EXERCISE AIM: Return every line of the data below that contains the string "high", matching case exactly.

--- begin DATA ENTRIES ---

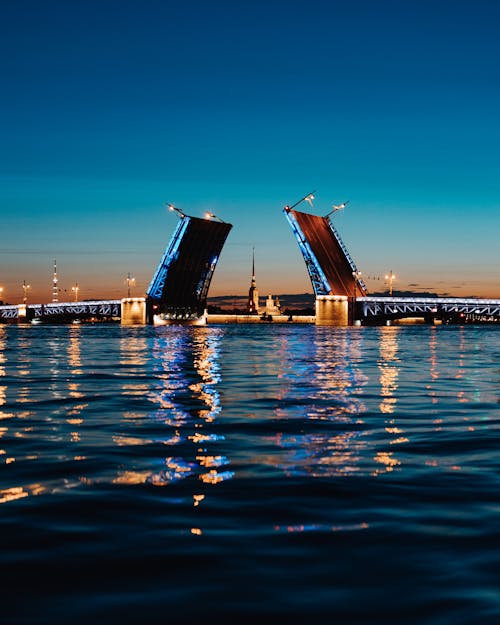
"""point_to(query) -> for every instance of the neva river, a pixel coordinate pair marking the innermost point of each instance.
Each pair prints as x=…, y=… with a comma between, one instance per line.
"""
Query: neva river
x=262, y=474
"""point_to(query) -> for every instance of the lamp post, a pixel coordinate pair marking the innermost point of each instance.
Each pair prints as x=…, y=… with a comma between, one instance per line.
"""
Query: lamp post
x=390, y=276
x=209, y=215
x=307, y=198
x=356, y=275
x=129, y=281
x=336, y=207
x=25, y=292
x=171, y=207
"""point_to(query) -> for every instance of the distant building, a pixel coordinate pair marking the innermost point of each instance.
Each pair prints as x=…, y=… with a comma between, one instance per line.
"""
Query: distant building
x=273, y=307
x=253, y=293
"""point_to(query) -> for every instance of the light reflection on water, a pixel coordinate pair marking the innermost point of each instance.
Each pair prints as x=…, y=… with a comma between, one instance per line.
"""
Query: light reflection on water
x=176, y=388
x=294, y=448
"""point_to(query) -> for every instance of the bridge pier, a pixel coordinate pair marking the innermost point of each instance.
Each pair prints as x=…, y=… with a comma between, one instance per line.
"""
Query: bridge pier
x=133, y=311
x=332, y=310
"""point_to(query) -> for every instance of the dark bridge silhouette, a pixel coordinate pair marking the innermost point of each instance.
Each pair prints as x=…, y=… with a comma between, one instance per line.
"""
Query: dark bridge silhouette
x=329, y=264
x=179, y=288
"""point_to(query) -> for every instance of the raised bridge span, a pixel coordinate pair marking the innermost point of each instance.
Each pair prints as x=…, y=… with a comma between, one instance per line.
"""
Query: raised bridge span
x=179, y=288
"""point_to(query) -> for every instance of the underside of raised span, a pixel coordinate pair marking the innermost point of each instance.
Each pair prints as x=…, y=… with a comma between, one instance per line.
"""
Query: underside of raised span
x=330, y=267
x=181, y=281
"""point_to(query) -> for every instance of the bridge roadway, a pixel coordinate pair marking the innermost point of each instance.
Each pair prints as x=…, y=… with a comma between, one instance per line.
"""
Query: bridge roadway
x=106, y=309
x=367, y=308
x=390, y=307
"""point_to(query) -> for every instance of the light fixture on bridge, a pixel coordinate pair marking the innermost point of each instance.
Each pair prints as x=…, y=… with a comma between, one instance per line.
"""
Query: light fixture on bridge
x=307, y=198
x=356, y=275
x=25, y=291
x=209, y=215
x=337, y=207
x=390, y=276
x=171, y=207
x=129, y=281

--- end DATA ENTRIES ---
--- begin DATA ENTRIES ---

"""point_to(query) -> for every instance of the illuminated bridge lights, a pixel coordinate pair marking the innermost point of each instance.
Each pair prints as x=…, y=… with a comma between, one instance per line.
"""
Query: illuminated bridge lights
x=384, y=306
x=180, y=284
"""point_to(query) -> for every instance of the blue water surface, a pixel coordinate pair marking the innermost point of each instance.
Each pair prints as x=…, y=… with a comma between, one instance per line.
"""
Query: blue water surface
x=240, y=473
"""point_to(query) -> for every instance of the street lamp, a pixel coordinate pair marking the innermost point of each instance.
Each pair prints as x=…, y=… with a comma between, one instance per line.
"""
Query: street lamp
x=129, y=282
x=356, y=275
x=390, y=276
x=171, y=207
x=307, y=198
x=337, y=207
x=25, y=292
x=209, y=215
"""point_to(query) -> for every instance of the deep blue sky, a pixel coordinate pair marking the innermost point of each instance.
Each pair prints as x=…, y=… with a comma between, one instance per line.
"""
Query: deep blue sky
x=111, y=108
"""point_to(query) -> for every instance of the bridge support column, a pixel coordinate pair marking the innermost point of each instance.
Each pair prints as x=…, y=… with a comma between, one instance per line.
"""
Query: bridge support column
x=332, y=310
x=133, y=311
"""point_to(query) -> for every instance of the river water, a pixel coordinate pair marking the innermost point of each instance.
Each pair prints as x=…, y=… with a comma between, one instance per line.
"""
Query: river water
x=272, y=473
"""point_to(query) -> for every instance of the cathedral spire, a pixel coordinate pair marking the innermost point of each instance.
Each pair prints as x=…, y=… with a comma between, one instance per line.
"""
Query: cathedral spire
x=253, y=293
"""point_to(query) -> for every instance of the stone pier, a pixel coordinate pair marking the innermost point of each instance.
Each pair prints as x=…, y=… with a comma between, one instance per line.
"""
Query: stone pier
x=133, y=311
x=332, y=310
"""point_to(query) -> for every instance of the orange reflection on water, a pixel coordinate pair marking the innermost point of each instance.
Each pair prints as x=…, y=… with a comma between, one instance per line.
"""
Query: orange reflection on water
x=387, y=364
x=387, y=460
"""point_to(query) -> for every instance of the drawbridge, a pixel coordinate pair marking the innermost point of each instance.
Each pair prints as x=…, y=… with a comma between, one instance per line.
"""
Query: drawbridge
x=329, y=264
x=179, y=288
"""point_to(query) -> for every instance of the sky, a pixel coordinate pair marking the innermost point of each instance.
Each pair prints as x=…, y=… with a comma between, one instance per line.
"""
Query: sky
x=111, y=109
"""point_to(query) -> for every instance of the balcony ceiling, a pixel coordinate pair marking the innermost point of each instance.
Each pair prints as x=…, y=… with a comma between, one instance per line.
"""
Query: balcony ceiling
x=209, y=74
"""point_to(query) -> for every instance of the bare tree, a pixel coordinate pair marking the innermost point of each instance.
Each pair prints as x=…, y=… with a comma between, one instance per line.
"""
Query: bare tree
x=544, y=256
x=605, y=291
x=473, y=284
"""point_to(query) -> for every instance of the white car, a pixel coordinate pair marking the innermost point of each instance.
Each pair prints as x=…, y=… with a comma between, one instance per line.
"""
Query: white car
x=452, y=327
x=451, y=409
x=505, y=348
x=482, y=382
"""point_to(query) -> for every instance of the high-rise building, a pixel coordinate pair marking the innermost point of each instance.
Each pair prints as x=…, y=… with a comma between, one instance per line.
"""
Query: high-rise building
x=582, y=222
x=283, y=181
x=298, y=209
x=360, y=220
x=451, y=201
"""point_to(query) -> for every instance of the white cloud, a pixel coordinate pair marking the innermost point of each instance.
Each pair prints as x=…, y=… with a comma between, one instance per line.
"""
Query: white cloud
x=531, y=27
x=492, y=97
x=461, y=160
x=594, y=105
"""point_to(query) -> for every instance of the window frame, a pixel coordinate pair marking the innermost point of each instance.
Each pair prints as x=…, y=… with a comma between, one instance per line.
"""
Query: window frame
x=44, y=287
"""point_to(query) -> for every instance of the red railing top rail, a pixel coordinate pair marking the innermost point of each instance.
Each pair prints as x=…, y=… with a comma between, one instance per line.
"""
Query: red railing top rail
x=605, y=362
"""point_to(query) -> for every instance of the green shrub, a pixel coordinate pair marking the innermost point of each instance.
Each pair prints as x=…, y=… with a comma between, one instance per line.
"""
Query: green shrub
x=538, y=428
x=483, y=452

--- end DATA ENTRIES ---
--- begin DATA ENTRIES ---

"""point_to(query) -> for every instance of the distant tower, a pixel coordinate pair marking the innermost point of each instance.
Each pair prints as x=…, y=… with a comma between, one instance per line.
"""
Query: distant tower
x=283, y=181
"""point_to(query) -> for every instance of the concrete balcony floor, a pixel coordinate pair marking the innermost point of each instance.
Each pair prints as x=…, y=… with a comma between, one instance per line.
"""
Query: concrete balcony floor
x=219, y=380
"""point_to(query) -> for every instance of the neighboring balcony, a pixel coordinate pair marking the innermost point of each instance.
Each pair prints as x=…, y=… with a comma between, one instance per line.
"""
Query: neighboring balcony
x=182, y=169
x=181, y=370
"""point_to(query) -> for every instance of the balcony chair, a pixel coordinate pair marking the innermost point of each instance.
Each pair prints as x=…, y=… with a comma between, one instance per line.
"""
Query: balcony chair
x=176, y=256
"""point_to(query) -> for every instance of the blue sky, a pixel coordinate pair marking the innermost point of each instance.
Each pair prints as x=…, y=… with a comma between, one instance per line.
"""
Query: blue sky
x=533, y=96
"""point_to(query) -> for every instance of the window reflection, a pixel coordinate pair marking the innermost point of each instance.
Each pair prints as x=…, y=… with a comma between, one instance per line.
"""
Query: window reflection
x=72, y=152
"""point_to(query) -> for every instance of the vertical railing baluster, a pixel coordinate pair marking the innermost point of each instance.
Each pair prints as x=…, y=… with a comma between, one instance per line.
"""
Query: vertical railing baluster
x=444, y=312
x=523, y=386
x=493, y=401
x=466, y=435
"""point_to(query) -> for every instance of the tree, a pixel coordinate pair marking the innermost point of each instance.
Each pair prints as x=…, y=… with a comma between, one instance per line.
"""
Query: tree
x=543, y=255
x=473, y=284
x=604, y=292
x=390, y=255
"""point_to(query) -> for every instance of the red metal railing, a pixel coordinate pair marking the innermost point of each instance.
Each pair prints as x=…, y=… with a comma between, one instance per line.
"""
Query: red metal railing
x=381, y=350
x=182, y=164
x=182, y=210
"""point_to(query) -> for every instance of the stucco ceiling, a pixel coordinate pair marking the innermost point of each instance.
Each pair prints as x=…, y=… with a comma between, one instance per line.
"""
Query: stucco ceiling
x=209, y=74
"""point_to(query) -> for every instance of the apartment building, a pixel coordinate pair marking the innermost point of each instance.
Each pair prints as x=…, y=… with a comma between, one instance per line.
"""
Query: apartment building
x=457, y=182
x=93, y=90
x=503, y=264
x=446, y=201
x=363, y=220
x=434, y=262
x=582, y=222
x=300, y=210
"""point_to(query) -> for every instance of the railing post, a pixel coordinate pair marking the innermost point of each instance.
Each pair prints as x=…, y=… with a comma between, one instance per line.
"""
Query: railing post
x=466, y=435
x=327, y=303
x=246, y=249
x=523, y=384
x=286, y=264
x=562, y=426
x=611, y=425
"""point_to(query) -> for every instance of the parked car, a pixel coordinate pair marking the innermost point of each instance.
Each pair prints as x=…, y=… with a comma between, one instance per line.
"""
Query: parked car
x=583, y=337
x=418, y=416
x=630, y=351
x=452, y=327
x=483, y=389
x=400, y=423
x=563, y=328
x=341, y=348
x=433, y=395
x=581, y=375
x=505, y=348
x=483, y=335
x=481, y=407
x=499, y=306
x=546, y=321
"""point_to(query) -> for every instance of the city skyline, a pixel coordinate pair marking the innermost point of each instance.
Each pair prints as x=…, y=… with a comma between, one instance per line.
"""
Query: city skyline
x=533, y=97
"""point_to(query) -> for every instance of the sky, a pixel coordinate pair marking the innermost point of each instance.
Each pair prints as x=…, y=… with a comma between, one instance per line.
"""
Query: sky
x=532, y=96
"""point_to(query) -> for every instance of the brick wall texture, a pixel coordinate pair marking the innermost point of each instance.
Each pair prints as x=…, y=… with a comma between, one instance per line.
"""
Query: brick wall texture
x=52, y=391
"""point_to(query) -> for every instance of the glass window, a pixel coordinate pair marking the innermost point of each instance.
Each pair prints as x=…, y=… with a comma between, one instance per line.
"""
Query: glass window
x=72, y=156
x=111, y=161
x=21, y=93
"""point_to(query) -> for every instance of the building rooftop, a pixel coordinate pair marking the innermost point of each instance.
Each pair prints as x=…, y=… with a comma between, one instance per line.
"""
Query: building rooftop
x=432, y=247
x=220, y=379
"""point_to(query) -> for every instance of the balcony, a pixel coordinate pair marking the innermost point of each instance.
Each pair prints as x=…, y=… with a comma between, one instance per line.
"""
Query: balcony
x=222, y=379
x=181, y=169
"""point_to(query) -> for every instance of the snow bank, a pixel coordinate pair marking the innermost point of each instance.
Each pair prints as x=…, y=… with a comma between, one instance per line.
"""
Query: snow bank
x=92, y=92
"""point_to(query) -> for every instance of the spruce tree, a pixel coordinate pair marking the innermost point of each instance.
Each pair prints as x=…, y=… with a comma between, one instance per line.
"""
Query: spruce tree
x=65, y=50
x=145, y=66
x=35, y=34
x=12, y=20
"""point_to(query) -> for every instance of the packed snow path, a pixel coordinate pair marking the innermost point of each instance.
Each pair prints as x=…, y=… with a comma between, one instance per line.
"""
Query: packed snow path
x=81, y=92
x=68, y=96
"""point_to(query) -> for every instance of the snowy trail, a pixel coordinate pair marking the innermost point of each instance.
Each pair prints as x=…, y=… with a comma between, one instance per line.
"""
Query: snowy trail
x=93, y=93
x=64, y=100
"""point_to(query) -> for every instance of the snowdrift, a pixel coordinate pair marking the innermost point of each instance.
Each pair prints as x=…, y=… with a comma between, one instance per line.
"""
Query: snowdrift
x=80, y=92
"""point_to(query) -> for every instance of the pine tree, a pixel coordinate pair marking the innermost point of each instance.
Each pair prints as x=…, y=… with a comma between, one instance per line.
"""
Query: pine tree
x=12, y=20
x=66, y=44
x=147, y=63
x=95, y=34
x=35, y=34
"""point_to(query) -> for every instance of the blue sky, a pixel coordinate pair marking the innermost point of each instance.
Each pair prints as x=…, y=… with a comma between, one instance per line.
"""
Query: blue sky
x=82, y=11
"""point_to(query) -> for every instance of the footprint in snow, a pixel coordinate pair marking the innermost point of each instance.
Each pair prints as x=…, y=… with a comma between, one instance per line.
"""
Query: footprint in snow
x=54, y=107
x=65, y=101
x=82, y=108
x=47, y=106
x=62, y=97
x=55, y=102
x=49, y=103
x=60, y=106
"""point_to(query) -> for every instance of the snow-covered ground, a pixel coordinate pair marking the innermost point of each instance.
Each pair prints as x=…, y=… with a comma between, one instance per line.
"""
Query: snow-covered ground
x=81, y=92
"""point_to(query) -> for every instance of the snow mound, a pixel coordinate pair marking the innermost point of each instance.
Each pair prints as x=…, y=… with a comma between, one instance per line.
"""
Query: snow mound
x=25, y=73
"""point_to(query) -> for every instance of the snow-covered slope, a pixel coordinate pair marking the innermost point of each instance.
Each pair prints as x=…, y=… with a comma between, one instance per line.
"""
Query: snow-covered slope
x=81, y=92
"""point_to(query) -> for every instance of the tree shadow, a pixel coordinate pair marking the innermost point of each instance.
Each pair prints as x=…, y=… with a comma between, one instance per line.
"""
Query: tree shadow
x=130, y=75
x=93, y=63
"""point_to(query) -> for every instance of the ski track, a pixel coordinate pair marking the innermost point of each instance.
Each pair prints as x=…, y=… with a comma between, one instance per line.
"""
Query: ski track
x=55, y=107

--- end DATA ENTRIES ---

ANSWER FOR THIS EXERCISE:
"""point_to(query) -> for every instance of the high-rise building, a pixel coordinate pair marking the innermost point of each instance.
Query: high-rise building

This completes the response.